WHAT TO PRODUCE :: All records should be written out again exactly.

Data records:
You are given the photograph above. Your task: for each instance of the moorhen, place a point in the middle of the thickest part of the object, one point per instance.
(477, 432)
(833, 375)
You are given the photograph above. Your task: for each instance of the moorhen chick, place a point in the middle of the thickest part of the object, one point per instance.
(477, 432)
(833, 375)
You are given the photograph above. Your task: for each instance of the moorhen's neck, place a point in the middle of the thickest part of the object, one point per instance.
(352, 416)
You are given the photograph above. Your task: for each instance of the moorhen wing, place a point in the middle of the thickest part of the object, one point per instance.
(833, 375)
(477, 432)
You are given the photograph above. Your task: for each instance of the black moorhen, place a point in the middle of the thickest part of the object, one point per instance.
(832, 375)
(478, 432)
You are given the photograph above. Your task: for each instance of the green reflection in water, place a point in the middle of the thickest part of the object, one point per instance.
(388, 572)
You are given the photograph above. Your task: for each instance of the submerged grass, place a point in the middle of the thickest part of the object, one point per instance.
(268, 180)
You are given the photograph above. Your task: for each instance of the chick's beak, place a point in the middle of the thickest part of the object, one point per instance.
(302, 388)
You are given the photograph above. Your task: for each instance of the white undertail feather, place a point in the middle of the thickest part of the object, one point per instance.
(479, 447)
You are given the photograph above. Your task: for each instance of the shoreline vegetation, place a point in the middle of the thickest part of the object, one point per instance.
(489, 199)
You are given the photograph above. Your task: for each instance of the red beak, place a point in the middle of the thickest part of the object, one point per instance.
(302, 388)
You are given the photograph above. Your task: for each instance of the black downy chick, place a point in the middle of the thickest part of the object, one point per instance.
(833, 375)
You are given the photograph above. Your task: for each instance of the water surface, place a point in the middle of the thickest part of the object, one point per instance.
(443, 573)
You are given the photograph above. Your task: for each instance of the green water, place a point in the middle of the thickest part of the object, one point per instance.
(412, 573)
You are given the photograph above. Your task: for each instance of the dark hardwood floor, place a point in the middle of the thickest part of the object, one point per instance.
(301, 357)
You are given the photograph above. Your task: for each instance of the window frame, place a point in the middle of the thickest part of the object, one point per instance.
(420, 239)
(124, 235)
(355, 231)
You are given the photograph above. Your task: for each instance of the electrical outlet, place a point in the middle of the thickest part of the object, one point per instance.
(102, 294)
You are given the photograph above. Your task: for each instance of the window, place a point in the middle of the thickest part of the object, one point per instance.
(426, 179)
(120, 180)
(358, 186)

ANSWER ::
You are given the photograph above. Your task: for each instance of the moorhen, place a point in the middle of the thickest part of the object, one point per instance.
(477, 432)
(833, 375)
You are given the photograph above. Your task: for each instance of the moorhen chick, place a point in the middle of the thickest part of the object, one point per instance.
(477, 432)
(833, 375)
You are given the photograph above. Your task: for each instance of the moorhen's neck, place a point in the middle of the thickest part of the object, one point per instance.
(352, 416)
You are given the photograph above. Your task: for each instance of the moorhen wing, place a point in the middle of the thickest part of the object, one point per instance.
(833, 375)
(477, 432)
You are given the photograph above. Your task: for each instance of the black moorhen, place a point in the middle of the thickest part of the object, one point per instance.
(832, 375)
(478, 432)
You are given the photograph above. Your task: for each instance of the green reflection in water, place a point in the middle of the thickest part of the object, one point per instance.
(388, 572)
You are given the photograph above. Your task: for each instance of the submerged grass, place a point in the middle of the thickest part of the object, one point per instance.
(268, 180)
You are given the photograph above. Your task: for each instance of the chick's beak, place a point in the middle of the thickest part of the object, one point per instance.
(302, 388)
You are given the photograph above. Your task: for each instance of the white undertail feather, place a point in the middle of the thickest part of the object, one point per instance.
(479, 447)
You are given the photograph above. Your task: for each instance of the shoreline vegetation, place a point in the middle of the thickest part of the object, one point per instance.
(489, 199)
You are given the photograph above. Your task: for each instance of the red beak, place a point in the middle of the thickest part of the object, one point per instance.
(302, 388)
You are given the photograph above. Your task: for each instance of the black downy chick, place a point in the middle of the thickest part of the object, one point per instance.
(833, 375)
You are given the photograph above. Your task: for each instance of the water surface, place a point in the middle of the thickest part of the object, one point per instance.
(443, 573)
You are given the photograph above. Your task: for each instance of the green water, place a point in the middle of the thickest part of the object, one point per instance.
(412, 573)
You are given the photograph above. Your task: for each instance of the dark hardwood floor, place a point in the middle of the thickest part of the object, one point per instance.
(301, 357)
You are given the photograph above. Your task: for each instance of the window frame, place a point in the middle of the thickest part of the object, one point per instance.
(420, 239)
(124, 235)
(355, 231)
You are given the photograph above. Your task: for each instance of the electrical outlet, place a point in the middle of the thickest part of the object, one point per instance.
(102, 294)
You are given the photograph above. Your task: for each instance of the window, place a point in the middle of the thickest part of the object, one point per instance.
(426, 179)
(120, 180)
(358, 186)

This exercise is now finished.